If you look up the words "naive", "reckless", and "overly confident" in the dictionary, you might find Josh Clemmons' picture there.

If you've read the previous books in this series, you might remember Josh as the guy who works with Pete at the coffee shop. Additionally, you might recall that Pete works for Murmur Inc, a company that makes pornographic movies, but also provides Phone Sex Operators, and apparently, on-camera live action. 

Josh, stuck in a dead-end, low-wage job, partly because college just wasn't for him, looks for more excitement and more dough. Thus he's been looking online at Murmur Inc. for open audition calls, and wouldn't you know, his luck is about to change. 

Hastily cobbling together a resume, he's so confident that he's perfect for porn and will be chosen to perform that he. Quits. His. Job. before he even has an interview lined up. Overly confident? Reckless? You betcha.

Also naive. So very naive, because he thinks if Pete can be a porn star, so can he. Like, surely, anyone can be in porn, right? Lots of sex and you get paid? Why wouldn't everyone do this, amirite? How hard could it be? 

Right.

Josh's dreams of being the next AVN winner are dashed quickly when he realizes after his first scene he's not quite cut out for that kind of career. 

Mike Harwood, on the other hand, has been an adult film entertainer for quite some time. Filming both straight and gay movies, he's so used to faking attraction that he's no longer sure what's real and what isn't. I could tell that he was approaching burnout, but he wasn't quite there yet.

Josh and Mike meet on set for Josh's first and last scene, after which Josh crawls back to the coffeeshop and begs for his job back. Which he does, lucky him. Neither can get the encounter out of their mind, but Josh isn't going to make any movies, and Mike is busy filming the next scene. Josh also gets even more lucky when Colette, the owner of Murmur Inc, offers him cam work - something he can do from his rented room, on his own laptop, but still get paid. Josh agrees - jacking off seems simple enough when one hasn't to contort himself, and getting paid to jack off - what more could he want?

### [Given data]
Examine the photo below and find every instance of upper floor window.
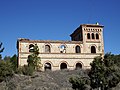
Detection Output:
[91,46,96,53]
[45,45,51,53]
[96,33,99,39]
[92,33,95,39]
[75,45,81,53]
[87,33,90,39]
[29,44,34,52]
[60,45,66,53]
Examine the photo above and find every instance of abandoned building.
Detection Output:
[17,23,104,71]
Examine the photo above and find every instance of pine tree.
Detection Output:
[0,42,4,60]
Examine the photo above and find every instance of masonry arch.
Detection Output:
[74,61,84,70]
[87,33,90,39]
[91,33,95,39]
[60,61,68,70]
[45,44,51,53]
[44,62,52,71]
[75,63,82,69]
[29,44,34,52]
[75,45,81,53]
[91,46,96,53]
[59,44,67,53]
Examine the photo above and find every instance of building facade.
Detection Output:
[17,24,104,71]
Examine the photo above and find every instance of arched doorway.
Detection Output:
[91,46,96,53]
[75,63,82,70]
[44,63,51,71]
[60,63,67,70]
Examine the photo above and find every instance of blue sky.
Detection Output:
[0,0,120,57]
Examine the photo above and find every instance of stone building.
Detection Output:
[17,23,104,71]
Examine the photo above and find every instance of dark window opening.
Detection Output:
[92,33,95,39]
[75,46,81,53]
[45,45,51,53]
[60,63,67,70]
[91,46,96,53]
[29,44,34,52]
[44,63,51,71]
[96,33,99,39]
[60,45,66,53]
[87,33,90,39]
[76,63,82,69]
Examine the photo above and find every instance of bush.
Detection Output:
[0,60,13,82]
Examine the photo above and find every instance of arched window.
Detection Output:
[76,63,82,69]
[29,44,34,52]
[92,33,95,39]
[75,45,81,53]
[60,45,66,53]
[91,46,96,53]
[96,33,99,39]
[87,33,90,39]
[45,45,51,53]
[44,63,51,71]
[60,63,67,70]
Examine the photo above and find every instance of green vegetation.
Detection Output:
[69,53,120,90]
[69,76,90,90]
[0,60,13,82]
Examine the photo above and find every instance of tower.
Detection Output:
[70,23,104,55]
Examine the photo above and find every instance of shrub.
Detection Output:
[0,60,13,82]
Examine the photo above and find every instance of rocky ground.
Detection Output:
[0,70,119,90]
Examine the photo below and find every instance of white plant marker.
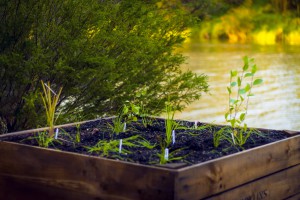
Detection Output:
[172,130,175,144]
[54,128,59,140]
[119,139,123,153]
[44,83,57,96]
[123,122,126,132]
[195,120,198,128]
[165,148,169,160]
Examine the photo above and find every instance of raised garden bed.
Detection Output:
[0,119,300,200]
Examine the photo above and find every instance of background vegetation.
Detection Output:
[0,0,208,132]
[173,0,300,45]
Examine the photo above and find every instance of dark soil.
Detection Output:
[0,119,288,165]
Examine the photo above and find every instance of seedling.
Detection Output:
[41,81,62,137]
[86,135,140,156]
[165,101,178,147]
[214,56,263,146]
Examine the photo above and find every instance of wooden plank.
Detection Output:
[0,142,174,200]
[175,135,300,200]
[285,191,300,200]
[0,116,115,139]
[207,164,300,200]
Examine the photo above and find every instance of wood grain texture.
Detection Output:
[0,135,300,200]
[0,142,174,200]
[285,191,300,200]
[175,135,300,200]
[207,164,300,200]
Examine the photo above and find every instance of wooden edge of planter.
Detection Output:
[0,116,115,138]
[0,142,176,200]
[203,164,300,200]
[175,135,300,199]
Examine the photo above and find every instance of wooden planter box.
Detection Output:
[0,120,300,200]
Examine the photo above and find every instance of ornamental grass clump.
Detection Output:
[41,81,62,137]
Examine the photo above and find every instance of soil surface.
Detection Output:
[0,118,288,165]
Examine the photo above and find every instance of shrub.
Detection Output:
[0,0,208,131]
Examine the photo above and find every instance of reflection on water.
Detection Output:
[176,43,300,130]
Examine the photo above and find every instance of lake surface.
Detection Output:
[175,43,300,130]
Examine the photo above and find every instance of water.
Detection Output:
[176,43,300,130]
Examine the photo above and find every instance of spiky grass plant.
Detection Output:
[41,81,62,137]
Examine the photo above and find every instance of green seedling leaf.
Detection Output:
[131,105,140,115]
[230,71,237,77]
[240,95,244,101]
[230,81,236,87]
[123,105,129,114]
[251,65,257,75]
[239,89,246,94]
[227,87,231,94]
[245,83,251,92]
[230,119,235,127]
[243,56,249,71]
[238,77,242,86]
[244,73,254,78]
[240,113,246,121]
[253,79,263,85]
[229,99,235,104]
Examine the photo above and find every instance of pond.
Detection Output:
[176,42,300,130]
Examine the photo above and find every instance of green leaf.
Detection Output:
[243,56,249,71]
[230,70,237,77]
[244,73,254,78]
[251,65,257,74]
[225,113,229,121]
[131,105,140,114]
[238,77,242,86]
[229,99,236,104]
[240,113,246,121]
[230,119,235,127]
[123,105,129,114]
[239,89,246,94]
[227,87,231,94]
[240,95,244,101]
[230,81,236,87]
[253,79,263,85]
[245,83,251,92]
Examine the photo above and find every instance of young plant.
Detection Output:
[86,135,140,156]
[75,124,81,143]
[41,81,62,137]
[29,131,61,148]
[223,56,263,146]
[165,101,178,147]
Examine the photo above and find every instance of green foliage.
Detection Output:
[41,81,62,137]
[108,102,140,134]
[28,131,60,148]
[75,124,81,143]
[0,0,208,131]
[86,135,140,156]
[165,101,178,147]
[214,56,263,147]
[157,145,184,164]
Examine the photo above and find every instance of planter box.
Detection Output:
[0,120,300,200]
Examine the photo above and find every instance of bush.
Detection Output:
[0,0,208,131]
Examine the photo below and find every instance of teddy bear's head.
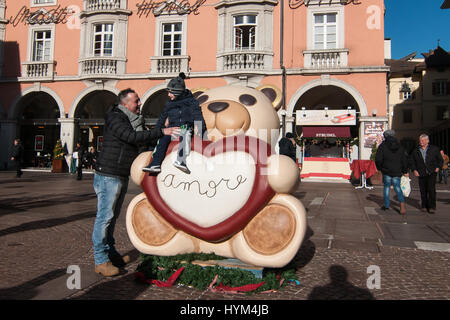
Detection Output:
[193,85,281,144]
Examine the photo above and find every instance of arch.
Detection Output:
[68,86,120,118]
[0,101,8,120]
[287,79,368,116]
[8,86,66,120]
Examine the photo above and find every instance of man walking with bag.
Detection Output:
[411,134,444,213]
[375,130,409,214]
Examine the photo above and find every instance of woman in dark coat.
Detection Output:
[375,130,409,214]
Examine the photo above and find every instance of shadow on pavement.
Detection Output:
[68,249,149,300]
[308,265,375,300]
[292,226,316,270]
[0,211,97,237]
[0,192,97,215]
[0,269,66,300]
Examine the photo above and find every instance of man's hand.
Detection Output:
[162,127,181,138]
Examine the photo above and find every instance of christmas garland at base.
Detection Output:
[135,253,299,294]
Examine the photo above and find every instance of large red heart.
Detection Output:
[142,135,275,242]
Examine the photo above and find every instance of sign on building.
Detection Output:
[296,109,356,126]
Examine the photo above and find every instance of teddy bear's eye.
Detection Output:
[197,94,209,104]
[239,94,256,106]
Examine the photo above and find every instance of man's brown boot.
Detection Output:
[95,261,119,277]
[109,255,131,268]
[400,202,406,214]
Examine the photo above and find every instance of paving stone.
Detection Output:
[0,172,450,301]
[385,223,445,242]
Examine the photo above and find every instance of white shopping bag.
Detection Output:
[400,176,411,197]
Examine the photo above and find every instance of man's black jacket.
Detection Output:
[95,106,164,177]
[375,137,408,177]
[411,145,444,176]
[278,138,297,162]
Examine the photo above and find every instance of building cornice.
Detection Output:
[214,0,278,9]
[0,66,389,83]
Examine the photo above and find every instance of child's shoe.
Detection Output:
[173,160,191,174]
[142,166,161,173]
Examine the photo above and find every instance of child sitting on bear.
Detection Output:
[142,72,206,174]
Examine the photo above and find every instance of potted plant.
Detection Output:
[52,139,65,173]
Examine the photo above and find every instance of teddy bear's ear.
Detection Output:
[256,84,282,111]
[191,87,209,99]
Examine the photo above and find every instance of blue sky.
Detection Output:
[384,0,450,59]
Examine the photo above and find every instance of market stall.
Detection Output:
[301,126,353,181]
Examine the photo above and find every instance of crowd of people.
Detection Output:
[375,130,448,214]
[7,74,449,276]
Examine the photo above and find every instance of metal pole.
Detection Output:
[280,0,286,137]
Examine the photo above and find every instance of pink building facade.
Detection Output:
[0,0,389,166]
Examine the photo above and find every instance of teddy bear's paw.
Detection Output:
[232,194,306,268]
[126,193,195,255]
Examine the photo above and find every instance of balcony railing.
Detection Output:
[220,51,266,71]
[22,61,55,80]
[217,50,273,71]
[80,57,118,77]
[150,56,190,74]
[85,0,121,11]
[303,49,348,70]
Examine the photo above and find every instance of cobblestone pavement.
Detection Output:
[0,172,450,300]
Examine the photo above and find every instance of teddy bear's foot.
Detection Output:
[231,194,306,268]
[126,193,195,256]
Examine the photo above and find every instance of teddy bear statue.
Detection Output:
[126,85,306,268]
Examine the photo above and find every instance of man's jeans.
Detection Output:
[383,174,405,208]
[92,173,128,265]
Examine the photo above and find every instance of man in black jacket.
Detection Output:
[278,132,297,163]
[92,89,180,277]
[11,139,23,178]
[375,130,409,214]
[411,134,443,213]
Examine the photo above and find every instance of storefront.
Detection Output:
[296,107,358,180]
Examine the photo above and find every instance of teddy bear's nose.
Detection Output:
[208,102,230,113]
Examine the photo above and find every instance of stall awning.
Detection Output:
[303,127,351,138]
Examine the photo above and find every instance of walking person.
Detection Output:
[375,130,409,214]
[411,134,444,213]
[439,150,449,184]
[74,142,86,180]
[11,139,23,178]
[92,89,179,277]
[278,132,297,163]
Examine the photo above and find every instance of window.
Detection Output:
[403,110,412,123]
[233,15,256,50]
[162,22,183,56]
[94,23,114,57]
[436,106,450,121]
[30,0,57,7]
[32,30,52,61]
[432,80,450,96]
[313,13,338,50]
[402,91,412,100]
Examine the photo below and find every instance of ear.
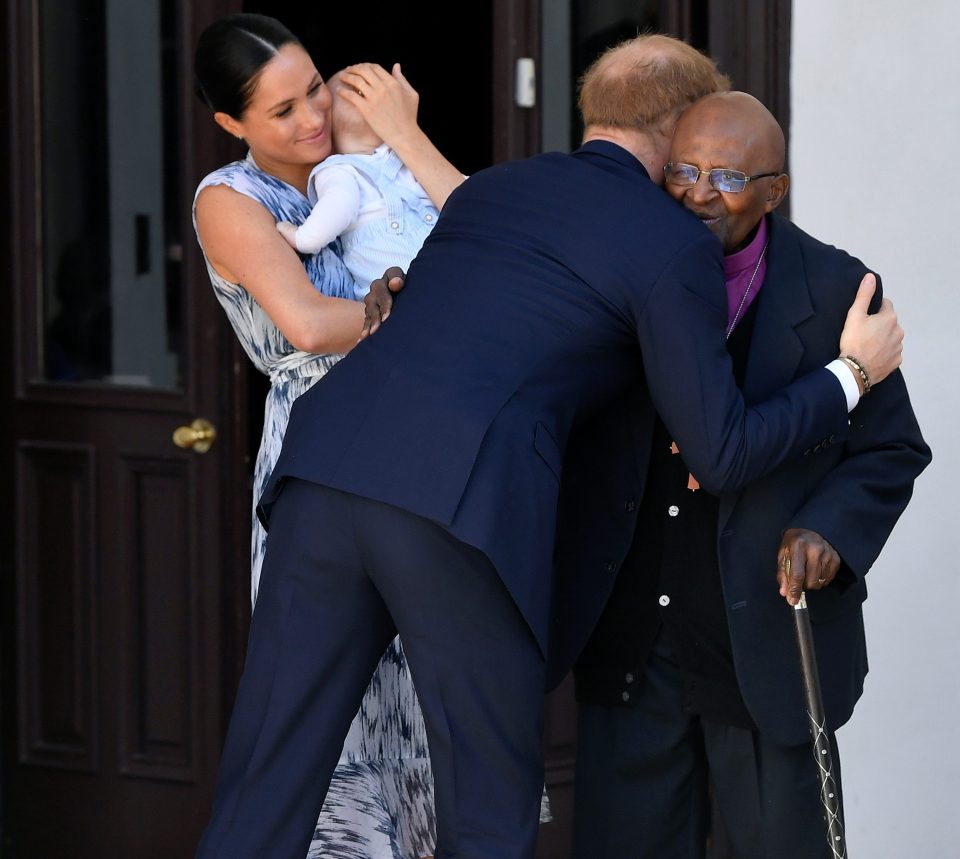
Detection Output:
[763,173,790,214]
[213,111,243,139]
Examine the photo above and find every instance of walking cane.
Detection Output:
[793,593,847,859]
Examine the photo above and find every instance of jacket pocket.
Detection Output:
[533,421,562,482]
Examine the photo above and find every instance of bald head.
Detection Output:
[665,92,790,254]
[671,91,786,171]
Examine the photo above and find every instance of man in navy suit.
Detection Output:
[574,92,930,859]
[200,36,902,859]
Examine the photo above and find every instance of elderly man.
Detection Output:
[575,92,930,859]
[200,37,902,859]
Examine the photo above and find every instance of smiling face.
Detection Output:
[215,44,333,185]
[665,92,790,254]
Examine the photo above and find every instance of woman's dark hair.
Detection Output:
[193,12,300,119]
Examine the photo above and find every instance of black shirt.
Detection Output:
[574,296,760,728]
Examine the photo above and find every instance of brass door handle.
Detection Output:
[173,418,217,453]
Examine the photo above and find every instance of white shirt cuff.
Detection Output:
[827,358,860,413]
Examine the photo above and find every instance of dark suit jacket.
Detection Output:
[557,216,930,744]
[261,142,847,664]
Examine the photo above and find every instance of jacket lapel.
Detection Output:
[719,215,813,530]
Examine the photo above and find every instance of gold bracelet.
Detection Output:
[840,355,870,394]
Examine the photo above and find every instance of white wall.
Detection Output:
[790,0,960,859]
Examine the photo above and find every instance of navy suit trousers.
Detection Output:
[573,638,840,859]
[197,479,544,859]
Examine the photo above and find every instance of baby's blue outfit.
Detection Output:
[307,146,439,300]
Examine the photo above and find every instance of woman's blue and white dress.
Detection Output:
[194,155,436,859]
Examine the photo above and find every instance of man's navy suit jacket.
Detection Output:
[260,142,848,672]
[554,216,930,744]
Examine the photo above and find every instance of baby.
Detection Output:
[277,75,439,299]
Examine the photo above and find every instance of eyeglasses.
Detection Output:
[663,161,780,194]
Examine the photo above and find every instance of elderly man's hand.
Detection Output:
[840,273,903,392]
[360,266,406,340]
[777,528,840,605]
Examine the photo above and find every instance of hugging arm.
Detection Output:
[777,371,931,605]
[637,235,902,495]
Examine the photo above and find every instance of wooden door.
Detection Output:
[0,0,249,859]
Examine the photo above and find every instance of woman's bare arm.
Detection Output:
[197,185,364,353]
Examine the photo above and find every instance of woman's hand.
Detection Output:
[338,63,420,149]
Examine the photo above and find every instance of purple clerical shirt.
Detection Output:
[723,218,767,337]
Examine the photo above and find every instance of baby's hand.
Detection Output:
[277,221,297,250]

### [The problem]
Reproduce the book review about Josh Clemmons above in full, word for word.

### [Solution to the problem]
If you look up the words "naive", "reckless", and "overly confident" in the dictionary, you might find Josh Clemmons' picture there.

If you've read the previous books in this series, you might remember Josh as the guy who works with Pete at the coffee shop. Additionally, you might recall that Pete works for Murmur Inc, a company that makes pornographic movies, but also provides Phone Sex Operators, and apparently, on-camera live action. 

Josh, stuck in a dead-end, low-wage job, partly because college just wasn't for him, looks for more excitement and more dough. Thus he's been looking online at Murmur Inc. for open audition calls, and wouldn't you know, his luck is about to change. 

Hastily cobbling together a resume, he's so confident that he's perfect for porn and will be chosen to perform that he. Quits. His. Job. before he even has an interview lined up. Overly confident? Reckless? You betcha.

Also naive. So very naive, because he thinks if Pete can be a porn star, so can he. Like, surely, anyone can be in porn, right? Lots of sex and you get paid? Why wouldn't everyone do this, amirite? How hard could it be? 

Right.

Josh's dreams of being the next AVN winner are dashed quickly when he realizes after his first scene he's not quite cut out for that kind of career. 

Mike Harwood, on the other hand, has been an adult film entertainer for quite some time. Filming both straight and gay movies, he's so used to faking attraction that he's no longer sure what's real and what isn't. I could tell that he was approaching burnout, but he wasn't quite there yet.

Josh and Mike meet on set for Josh's first and last scene, after which Josh crawls back to the coffeeshop and begs for his job back. Which he does, lucky him. Neither can get the encounter out of their mind, but Josh isn't going to make any movies, and Mike is busy filming the next scene. Josh also gets even more lucky when Colette, the owner of Murmur Inc, offers him cam work - something he can do from his rented room, on his own laptop, but still get paid. Josh agrees - jacking off seems simple enough when one hasn't to contort himself, and getting paid to jack off - what more could he want?